◆ Records supplied ◆
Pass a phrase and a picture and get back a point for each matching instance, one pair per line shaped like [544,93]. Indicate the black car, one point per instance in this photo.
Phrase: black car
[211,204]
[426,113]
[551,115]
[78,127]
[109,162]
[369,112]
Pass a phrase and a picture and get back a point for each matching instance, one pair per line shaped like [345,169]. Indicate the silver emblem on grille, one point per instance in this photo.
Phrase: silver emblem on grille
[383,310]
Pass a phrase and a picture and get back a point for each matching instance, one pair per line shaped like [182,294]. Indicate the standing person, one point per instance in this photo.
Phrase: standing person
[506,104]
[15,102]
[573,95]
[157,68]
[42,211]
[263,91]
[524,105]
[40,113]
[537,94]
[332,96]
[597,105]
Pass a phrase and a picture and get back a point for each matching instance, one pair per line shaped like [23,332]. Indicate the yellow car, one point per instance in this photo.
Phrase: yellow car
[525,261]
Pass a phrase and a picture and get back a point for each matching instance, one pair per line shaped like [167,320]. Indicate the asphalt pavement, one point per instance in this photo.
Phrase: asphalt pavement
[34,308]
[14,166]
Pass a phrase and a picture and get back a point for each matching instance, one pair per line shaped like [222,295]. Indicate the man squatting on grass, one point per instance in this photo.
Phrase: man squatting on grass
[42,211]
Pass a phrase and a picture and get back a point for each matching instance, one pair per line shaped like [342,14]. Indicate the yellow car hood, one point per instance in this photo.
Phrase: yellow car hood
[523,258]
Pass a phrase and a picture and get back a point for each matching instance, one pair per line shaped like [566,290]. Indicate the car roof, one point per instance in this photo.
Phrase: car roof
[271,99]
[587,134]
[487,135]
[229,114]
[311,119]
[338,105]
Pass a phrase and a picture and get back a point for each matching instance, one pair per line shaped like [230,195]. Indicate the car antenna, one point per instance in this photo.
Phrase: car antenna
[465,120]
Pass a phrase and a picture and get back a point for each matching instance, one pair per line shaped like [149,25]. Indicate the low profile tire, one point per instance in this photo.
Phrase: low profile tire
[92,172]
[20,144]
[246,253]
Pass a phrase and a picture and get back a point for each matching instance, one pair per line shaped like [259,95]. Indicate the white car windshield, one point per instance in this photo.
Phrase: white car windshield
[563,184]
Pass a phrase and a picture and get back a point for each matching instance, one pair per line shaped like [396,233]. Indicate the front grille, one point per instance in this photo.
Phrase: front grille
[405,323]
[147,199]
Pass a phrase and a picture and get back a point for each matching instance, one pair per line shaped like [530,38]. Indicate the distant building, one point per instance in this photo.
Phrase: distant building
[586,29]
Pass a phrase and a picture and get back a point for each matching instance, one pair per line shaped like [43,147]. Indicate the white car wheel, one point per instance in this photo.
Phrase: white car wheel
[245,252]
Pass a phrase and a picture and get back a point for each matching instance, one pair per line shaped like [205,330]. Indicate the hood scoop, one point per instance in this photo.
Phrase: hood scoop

◆ What you have to do ◆
Retype exactly the lines from the one containing "windshield, one point per instance in this photo." through the last line of the records above, including both.

◆ Exercise response ◆
Pass a phrase and a picture and get back a point for each matching instance, one pair per line shaped like [259,95]. Indicate the white car windshield, one point per instance in this photo.
Phrase: white car windshield
[563,184]
Pass a phrase and a picture and get back a point for each matching instance, one pair per line shaped like [396,233]. Indicate the front grille, one point per instance in this photo.
Phrase: front grille
[405,323]
[147,199]
Pass a phrase and a picture and get back a point for each matching instance, one pair per line shaped like [530,38]. Indicate the distant building, one point per instance in this photo.
Phrase: distant building
[586,29]
Pass a phrase and a picture and get back a point for each matching instance, one pair per line shaped like [43,147]. Indicate the white car wheel, one point per instance in this photo.
Phrase: white car wheel
[245,252]
Pass a phrase and a picture and get back a point for each matching instance, one pair per line shaped like [205,330]. Indicate the hood scoop, one point per instance in this photo.
Phrase: hood scoop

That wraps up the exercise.